__EXERCISE MATERIAL__
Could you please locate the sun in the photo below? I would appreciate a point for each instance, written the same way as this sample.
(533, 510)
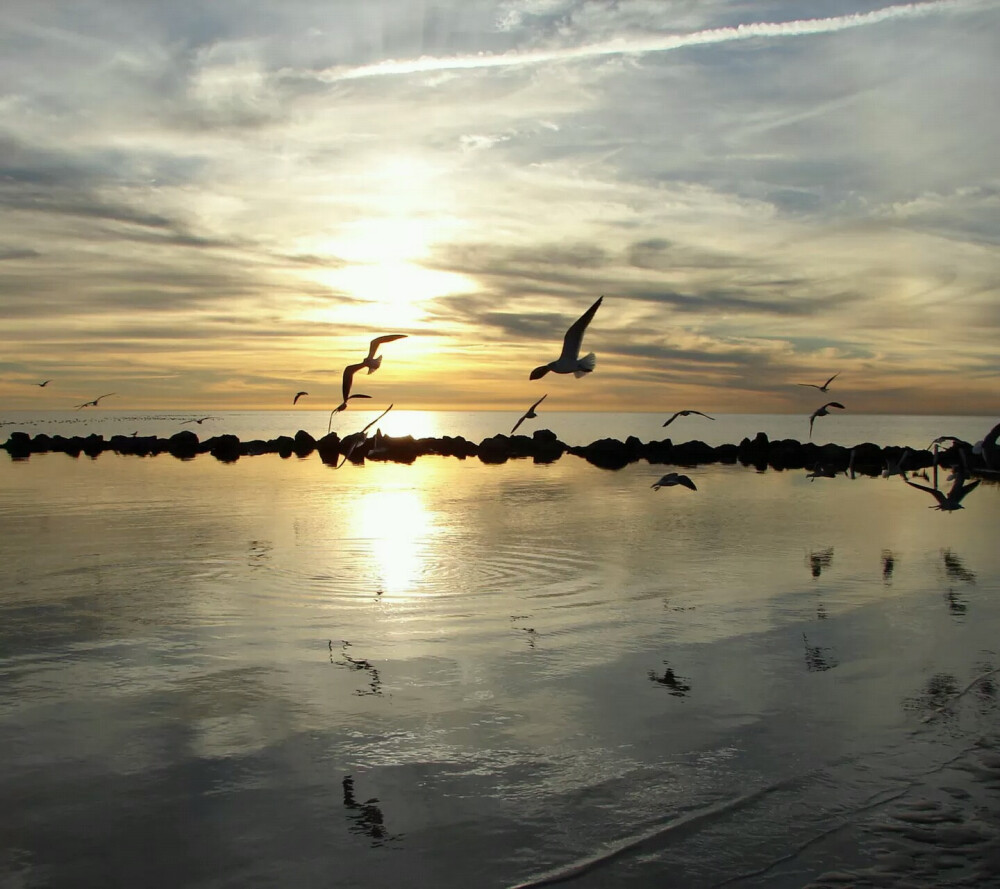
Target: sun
(383, 252)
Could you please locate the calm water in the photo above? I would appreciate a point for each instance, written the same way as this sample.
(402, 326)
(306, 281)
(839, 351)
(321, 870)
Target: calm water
(449, 674)
(579, 428)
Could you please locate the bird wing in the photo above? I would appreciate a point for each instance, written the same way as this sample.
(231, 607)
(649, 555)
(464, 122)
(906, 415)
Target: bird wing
(540, 400)
(349, 373)
(937, 494)
(574, 336)
(379, 417)
(966, 488)
(388, 338)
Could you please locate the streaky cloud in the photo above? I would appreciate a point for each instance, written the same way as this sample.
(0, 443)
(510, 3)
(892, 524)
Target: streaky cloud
(641, 46)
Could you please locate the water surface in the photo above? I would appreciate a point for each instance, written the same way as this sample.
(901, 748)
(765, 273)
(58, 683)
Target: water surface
(273, 672)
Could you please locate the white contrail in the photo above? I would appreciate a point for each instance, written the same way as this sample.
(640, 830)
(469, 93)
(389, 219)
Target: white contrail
(638, 46)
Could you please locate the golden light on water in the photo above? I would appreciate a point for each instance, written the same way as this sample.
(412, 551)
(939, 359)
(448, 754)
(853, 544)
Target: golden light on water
(398, 527)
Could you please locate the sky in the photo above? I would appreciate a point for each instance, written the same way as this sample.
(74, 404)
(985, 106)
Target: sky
(216, 205)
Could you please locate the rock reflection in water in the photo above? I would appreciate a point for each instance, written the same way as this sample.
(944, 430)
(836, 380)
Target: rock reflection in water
(955, 568)
(366, 818)
(817, 659)
(375, 680)
(676, 685)
(888, 565)
(819, 560)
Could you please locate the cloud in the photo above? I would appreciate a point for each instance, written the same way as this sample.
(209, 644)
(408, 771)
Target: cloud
(636, 45)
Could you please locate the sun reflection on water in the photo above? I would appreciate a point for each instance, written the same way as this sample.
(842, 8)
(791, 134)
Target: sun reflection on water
(398, 527)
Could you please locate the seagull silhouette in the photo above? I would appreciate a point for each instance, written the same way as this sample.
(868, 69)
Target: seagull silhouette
(671, 479)
(825, 386)
(348, 381)
(686, 414)
(822, 412)
(94, 402)
(953, 499)
(352, 442)
(530, 415)
(370, 361)
(569, 360)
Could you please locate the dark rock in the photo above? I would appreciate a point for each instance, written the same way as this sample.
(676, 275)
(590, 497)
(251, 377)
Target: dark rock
(225, 448)
(184, 445)
(19, 446)
(495, 449)
(606, 453)
(304, 445)
(691, 453)
(329, 448)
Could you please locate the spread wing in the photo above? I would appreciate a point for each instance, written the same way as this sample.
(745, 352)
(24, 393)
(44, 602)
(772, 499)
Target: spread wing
(574, 336)
(531, 409)
(379, 417)
(937, 494)
(388, 338)
(349, 373)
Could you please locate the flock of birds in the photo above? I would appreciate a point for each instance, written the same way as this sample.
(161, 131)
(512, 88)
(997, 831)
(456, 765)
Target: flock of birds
(571, 362)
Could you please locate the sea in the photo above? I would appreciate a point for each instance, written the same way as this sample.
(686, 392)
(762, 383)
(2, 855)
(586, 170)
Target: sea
(274, 672)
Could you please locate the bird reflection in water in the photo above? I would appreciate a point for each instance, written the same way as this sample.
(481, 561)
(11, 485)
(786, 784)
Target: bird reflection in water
(676, 685)
(529, 632)
(956, 605)
(366, 818)
(817, 659)
(374, 679)
(955, 568)
(888, 565)
(820, 560)
(259, 553)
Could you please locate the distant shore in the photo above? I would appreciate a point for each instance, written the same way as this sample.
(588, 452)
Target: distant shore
(541, 447)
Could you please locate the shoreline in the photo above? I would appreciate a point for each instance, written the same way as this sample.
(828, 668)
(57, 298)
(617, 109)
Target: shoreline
(542, 447)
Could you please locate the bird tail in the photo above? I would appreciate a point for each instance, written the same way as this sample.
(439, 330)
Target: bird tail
(585, 365)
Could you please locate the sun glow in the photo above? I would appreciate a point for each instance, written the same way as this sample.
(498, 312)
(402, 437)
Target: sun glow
(398, 527)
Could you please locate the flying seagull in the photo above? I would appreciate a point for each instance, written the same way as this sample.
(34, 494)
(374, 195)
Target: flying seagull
(94, 402)
(352, 442)
(822, 412)
(686, 414)
(370, 361)
(674, 478)
(825, 386)
(348, 380)
(530, 415)
(953, 499)
(569, 361)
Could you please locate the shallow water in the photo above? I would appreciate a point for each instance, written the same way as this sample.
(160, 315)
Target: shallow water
(273, 672)
(573, 428)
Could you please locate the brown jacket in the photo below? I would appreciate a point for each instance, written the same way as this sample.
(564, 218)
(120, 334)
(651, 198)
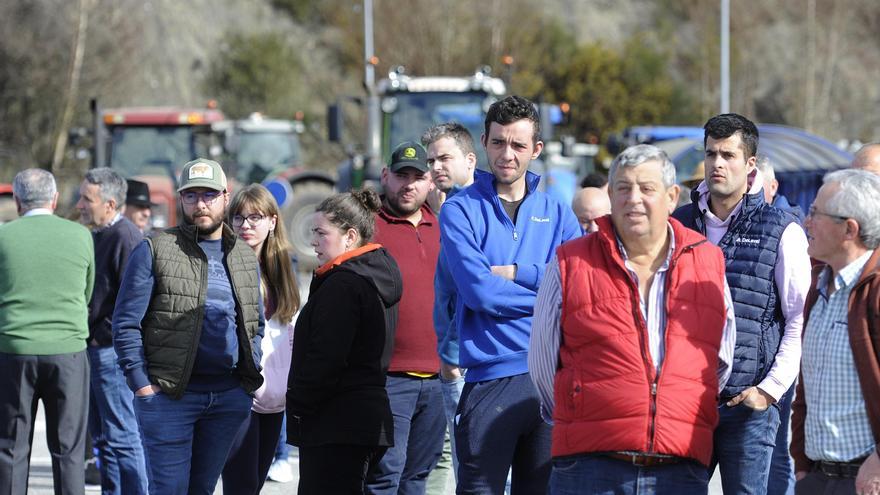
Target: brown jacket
(864, 338)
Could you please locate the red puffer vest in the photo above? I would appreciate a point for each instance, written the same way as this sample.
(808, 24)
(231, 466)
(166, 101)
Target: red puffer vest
(608, 396)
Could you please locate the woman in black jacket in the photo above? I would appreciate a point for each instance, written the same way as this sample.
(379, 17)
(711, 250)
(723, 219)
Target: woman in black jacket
(338, 411)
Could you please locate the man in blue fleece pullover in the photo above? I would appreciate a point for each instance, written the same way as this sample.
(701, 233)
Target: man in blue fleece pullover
(497, 237)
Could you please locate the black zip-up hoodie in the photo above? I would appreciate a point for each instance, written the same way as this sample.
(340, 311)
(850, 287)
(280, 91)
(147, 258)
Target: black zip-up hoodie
(341, 349)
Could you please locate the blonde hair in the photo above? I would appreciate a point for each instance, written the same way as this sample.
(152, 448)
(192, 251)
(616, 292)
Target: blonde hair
(275, 266)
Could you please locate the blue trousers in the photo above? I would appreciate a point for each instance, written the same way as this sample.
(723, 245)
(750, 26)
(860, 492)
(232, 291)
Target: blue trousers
(451, 394)
(499, 428)
(252, 453)
(596, 475)
(743, 446)
(781, 479)
(419, 427)
(186, 441)
(114, 427)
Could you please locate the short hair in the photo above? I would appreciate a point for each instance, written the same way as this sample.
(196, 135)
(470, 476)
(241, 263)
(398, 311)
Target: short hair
(641, 153)
(858, 198)
(452, 130)
(34, 188)
(512, 109)
(727, 124)
(353, 210)
(110, 184)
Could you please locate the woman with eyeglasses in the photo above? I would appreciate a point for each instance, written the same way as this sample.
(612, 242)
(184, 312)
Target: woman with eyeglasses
(338, 412)
(253, 214)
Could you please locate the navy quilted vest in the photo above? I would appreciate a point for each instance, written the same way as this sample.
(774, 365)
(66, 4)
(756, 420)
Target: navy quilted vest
(750, 247)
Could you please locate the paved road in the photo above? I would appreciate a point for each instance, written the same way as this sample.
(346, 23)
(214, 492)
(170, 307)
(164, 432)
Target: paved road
(40, 482)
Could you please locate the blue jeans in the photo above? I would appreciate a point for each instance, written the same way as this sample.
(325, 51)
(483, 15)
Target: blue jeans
(113, 426)
(187, 441)
(417, 407)
(596, 475)
(781, 480)
(451, 394)
(498, 429)
(744, 441)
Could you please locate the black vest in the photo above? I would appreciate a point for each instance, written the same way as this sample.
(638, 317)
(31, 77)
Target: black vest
(751, 251)
(173, 322)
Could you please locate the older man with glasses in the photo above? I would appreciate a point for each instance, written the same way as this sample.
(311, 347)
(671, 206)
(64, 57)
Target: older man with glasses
(836, 421)
(187, 328)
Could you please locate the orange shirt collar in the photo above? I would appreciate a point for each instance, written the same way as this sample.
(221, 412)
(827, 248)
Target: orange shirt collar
(342, 258)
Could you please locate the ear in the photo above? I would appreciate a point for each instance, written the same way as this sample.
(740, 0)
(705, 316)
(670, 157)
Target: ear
(539, 146)
(471, 159)
(853, 230)
(751, 163)
(352, 238)
(672, 193)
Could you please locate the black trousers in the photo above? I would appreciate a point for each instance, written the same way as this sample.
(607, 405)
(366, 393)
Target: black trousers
(336, 469)
(252, 453)
(61, 381)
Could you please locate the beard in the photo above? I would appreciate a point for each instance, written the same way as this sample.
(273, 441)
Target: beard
(394, 204)
(216, 222)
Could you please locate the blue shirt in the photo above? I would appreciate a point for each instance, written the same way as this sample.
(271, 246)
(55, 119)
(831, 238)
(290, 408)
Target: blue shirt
(836, 427)
(217, 353)
(493, 315)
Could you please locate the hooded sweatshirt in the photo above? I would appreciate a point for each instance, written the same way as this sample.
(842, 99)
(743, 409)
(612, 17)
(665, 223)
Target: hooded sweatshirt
(341, 350)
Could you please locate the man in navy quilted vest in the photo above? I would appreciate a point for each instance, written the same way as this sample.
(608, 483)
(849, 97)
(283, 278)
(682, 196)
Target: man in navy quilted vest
(768, 269)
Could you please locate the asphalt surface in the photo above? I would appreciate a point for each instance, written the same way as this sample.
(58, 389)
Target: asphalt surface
(40, 481)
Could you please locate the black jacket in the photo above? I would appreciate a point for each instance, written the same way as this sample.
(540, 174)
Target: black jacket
(342, 345)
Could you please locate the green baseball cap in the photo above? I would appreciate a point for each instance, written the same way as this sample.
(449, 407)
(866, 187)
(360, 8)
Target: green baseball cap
(409, 154)
(202, 172)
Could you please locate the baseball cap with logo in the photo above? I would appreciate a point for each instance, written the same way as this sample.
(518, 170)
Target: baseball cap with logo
(409, 154)
(202, 173)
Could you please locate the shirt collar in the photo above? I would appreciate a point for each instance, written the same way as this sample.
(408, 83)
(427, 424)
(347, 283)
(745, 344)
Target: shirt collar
(37, 211)
(669, 252)
(117, 218)
(847, 275)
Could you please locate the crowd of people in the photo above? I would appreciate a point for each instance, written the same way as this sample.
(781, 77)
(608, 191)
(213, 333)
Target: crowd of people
(464, 328)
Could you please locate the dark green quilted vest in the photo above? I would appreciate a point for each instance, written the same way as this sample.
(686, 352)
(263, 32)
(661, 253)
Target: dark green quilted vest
(173, 322)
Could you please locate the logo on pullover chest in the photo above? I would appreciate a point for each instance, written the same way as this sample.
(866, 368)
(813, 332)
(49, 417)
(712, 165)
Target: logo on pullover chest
(747, 241)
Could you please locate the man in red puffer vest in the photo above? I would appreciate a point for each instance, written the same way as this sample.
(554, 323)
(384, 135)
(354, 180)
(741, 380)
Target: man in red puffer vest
(632, 340)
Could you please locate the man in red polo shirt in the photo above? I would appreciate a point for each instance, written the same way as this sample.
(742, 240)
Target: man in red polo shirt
(408, 229)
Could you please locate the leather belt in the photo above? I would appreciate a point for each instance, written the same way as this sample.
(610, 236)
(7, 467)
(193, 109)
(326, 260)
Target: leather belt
(644, 460)
(838, 469)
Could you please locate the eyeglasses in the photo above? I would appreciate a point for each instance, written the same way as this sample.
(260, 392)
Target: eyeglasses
(191, 198)
(253, 219)
(813, 212)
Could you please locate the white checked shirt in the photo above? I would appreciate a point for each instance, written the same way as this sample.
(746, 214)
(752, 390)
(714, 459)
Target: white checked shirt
(837, 427)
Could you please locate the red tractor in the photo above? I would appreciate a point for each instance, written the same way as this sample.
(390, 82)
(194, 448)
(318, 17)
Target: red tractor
(151, 144)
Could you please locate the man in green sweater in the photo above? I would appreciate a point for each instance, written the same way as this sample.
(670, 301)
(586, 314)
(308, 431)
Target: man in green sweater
(47, 270)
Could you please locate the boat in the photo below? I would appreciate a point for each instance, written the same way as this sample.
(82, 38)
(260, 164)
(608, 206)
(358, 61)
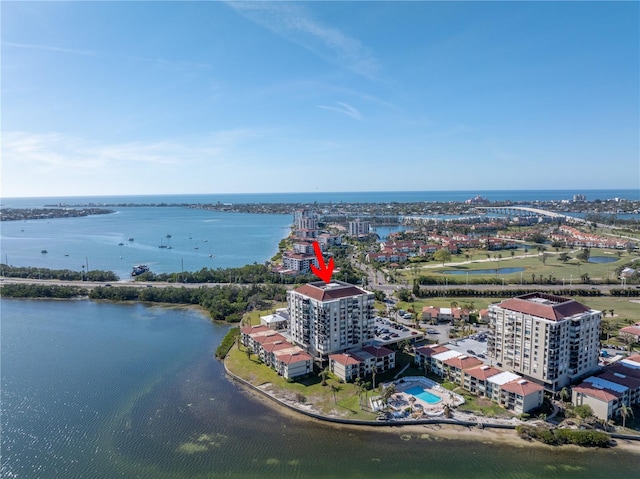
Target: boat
(139, 269)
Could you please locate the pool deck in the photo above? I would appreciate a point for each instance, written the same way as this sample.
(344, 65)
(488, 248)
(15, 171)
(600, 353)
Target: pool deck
(402, 399)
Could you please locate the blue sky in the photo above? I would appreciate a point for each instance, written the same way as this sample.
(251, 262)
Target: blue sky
(237, 97)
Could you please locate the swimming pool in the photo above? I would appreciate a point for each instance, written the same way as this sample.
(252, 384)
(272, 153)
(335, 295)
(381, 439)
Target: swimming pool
(423, 395)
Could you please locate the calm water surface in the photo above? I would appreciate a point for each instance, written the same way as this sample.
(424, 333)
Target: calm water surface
(198, 239)
(98, 390)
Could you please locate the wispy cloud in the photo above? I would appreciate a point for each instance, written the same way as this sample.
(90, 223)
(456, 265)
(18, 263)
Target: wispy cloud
(49, 48)
(293, 22)
(344, 109)
(42, 153)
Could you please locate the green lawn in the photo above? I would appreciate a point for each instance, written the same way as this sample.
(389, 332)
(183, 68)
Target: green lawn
(345, 403)
(532, 264)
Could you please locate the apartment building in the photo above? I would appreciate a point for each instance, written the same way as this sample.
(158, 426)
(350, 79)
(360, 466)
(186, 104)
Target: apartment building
(359, 228)
(305, 219)
(330, 318)
(300, 263)
(548, 339)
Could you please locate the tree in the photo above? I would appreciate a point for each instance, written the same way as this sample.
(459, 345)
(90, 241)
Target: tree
(628, 340)
(625, 411)
(584, 255)
(374, 371)
(323, 374)
(443, 255)
(387, 392)
(447, 411)
(335, 389)
(606, 328)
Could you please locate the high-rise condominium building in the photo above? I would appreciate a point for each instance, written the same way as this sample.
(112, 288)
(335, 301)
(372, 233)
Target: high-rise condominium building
(550, 339)
(359, 227)
(330, 318)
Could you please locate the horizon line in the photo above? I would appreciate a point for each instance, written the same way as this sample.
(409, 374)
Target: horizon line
(476, 191)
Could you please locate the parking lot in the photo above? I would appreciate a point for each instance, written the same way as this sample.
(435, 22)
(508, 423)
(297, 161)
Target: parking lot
(389, 332)
(473, 347)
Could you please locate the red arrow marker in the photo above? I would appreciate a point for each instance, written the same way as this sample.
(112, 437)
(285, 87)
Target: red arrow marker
(324, 272)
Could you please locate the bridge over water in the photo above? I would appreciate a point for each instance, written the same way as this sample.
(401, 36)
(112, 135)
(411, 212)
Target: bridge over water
(527, 211)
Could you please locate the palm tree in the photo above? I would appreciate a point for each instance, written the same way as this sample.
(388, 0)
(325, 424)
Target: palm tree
(625, 411)
(323, 374)
(334, 389)
(447, 411)
(606, 329)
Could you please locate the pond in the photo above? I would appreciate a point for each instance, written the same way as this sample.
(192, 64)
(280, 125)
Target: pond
(602, 259)
(484, 271)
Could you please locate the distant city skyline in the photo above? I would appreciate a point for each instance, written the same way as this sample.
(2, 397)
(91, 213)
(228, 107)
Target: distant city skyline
(120, 98)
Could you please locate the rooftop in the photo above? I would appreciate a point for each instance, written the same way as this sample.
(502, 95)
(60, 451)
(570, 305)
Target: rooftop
(545, 306)
(322, 291)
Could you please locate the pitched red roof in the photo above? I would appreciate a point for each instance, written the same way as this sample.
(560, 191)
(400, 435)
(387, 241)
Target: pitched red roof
(620, 368)
(482, 372)
(522, 387)
(463, 362)
(345, 359)
(553, 308)
(323, 292)
(429, 351)
(254, 329)
(621, 378)
(634, 330)
(269, 338)
(602, 394)
(293, 358)
(275, 346)
(378, 351)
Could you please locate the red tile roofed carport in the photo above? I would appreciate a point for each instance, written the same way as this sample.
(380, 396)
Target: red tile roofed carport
(345, 359)
(463, 362)
(521, 387)
(602, 394)
(560, 309)
(482, 372)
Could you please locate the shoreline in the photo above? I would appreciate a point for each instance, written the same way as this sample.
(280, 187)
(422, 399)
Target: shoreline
(439, 429)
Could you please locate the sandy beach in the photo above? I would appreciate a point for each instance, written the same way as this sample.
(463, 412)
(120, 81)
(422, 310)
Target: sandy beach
(431, 431)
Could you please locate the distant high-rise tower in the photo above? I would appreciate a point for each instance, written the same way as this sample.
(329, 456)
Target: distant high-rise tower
(359, 227)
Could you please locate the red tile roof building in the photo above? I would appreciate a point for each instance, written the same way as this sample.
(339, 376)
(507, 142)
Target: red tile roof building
(549, 339)
(330, 318)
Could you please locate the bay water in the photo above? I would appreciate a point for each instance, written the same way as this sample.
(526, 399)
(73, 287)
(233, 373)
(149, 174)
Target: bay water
(103, 390)
(167, 239)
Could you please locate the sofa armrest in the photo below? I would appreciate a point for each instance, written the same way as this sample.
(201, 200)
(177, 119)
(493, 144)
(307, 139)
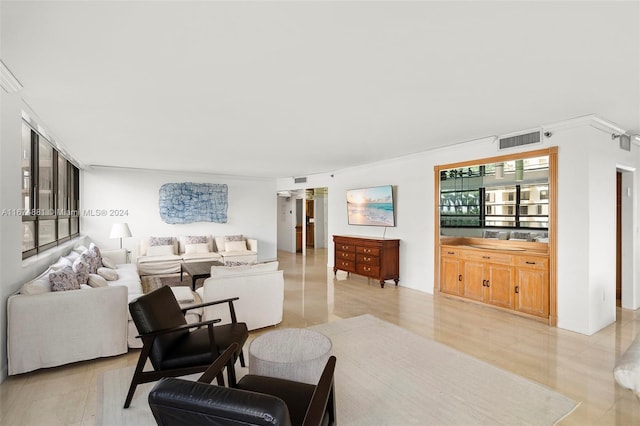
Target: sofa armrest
(43, 330)
(119, 256)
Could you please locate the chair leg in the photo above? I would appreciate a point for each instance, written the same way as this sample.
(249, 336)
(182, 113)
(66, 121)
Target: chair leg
(241, 356)
(144, 354)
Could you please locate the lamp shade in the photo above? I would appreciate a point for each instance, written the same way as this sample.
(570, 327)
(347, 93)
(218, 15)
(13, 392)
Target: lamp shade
(120, 230)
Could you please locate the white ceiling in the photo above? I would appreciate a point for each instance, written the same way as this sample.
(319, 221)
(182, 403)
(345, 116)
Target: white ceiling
(277, 89)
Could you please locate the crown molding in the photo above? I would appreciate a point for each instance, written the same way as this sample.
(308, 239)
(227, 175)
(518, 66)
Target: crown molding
(8, 81)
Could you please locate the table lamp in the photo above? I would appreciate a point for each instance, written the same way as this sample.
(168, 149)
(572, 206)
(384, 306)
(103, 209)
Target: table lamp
(120, 230)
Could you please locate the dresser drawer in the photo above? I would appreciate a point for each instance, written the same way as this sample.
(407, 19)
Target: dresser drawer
(368, 270)
(450, 251)
(346, 265)
(366, 259)
(343, 255)
(489, 257)
(533, 262)
(373, 251)
(345, 247)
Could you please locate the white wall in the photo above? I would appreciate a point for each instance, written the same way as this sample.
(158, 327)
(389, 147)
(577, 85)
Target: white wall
(251, 211)
(587, 160)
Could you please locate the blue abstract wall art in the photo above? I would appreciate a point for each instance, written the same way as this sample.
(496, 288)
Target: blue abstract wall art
(189, 202)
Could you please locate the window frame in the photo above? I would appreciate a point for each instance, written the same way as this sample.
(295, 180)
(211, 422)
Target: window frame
(62, 209)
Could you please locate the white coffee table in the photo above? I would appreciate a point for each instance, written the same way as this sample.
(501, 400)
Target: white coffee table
(292, 353)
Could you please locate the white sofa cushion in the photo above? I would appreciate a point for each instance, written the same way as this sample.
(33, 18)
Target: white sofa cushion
(38, 285)
(229, 271)
(196, 248)
(160, 250)
(96, 280)
(108, 274)
(235, 246)
(108, 263)
(165, 258)
(260, 289)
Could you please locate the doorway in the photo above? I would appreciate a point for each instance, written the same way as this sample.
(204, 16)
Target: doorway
(624, 238)
(302, 220)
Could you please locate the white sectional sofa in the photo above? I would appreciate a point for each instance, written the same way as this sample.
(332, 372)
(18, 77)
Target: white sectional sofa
(48, 328)
(260, 289)
(163, 255)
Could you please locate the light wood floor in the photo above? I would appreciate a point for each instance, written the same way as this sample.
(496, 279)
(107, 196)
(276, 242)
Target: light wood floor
(577, 366)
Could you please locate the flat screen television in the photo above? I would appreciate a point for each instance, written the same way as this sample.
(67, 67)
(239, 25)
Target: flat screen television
(372, 206)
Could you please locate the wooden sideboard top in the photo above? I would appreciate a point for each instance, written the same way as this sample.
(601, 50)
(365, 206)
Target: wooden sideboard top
(360, 237)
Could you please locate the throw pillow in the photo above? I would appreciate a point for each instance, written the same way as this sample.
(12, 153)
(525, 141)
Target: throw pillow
(96, 280)
(195, 239)
(160, 250)
(61, 263)
(108, 263)
(95, 251)
(196, 248)
(91, 260)
(160, 241)
(80, 249)
(235, 245)
(64, 279)
(82, 271)
(39, 285)
(108, 274)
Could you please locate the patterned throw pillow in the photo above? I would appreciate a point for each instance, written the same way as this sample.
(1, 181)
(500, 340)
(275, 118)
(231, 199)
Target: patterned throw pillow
(95, 251)
(82, 271)
(160, 241)
(64, 279)
(195, 239)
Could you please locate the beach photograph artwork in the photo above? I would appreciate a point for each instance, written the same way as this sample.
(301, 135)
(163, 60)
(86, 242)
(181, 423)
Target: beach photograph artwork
(371, 206)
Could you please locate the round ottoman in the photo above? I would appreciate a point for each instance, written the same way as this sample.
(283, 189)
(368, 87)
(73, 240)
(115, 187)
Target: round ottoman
(295, 354)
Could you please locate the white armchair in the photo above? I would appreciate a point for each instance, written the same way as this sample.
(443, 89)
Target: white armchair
(237, 249)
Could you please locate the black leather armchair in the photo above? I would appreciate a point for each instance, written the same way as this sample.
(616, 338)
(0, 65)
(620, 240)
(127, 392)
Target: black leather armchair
(171, 345)
(256, 400)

__STATED TASK__
Locate "Could you please locate the round" in the material, then quote the line that contains it and all lines after it through the final one.

__SOLVED EXERCISE__
Could you please locate the round ottoman in the photo above? I would appreciate a point for each instance, written the same way as this sample.
(283, 189)
(368, 87)
(73, 240)
(115, 187)
Target: round ottoman
(295, 354)
Could you please locate the white armchair in the photo above? I would appreciate a point for each instance, written the same way as this sample.
(443, 89)
Target: white armchair
(237, 249)
Could you please locate the black leather armchair in the photo above? I would appreciate a point for each instance, written the same way as this sample.
(616, 338)
(0, 65)
(620, 240)
(127, 392)
Target: black leather armchair
(171, 345)
(256, 400)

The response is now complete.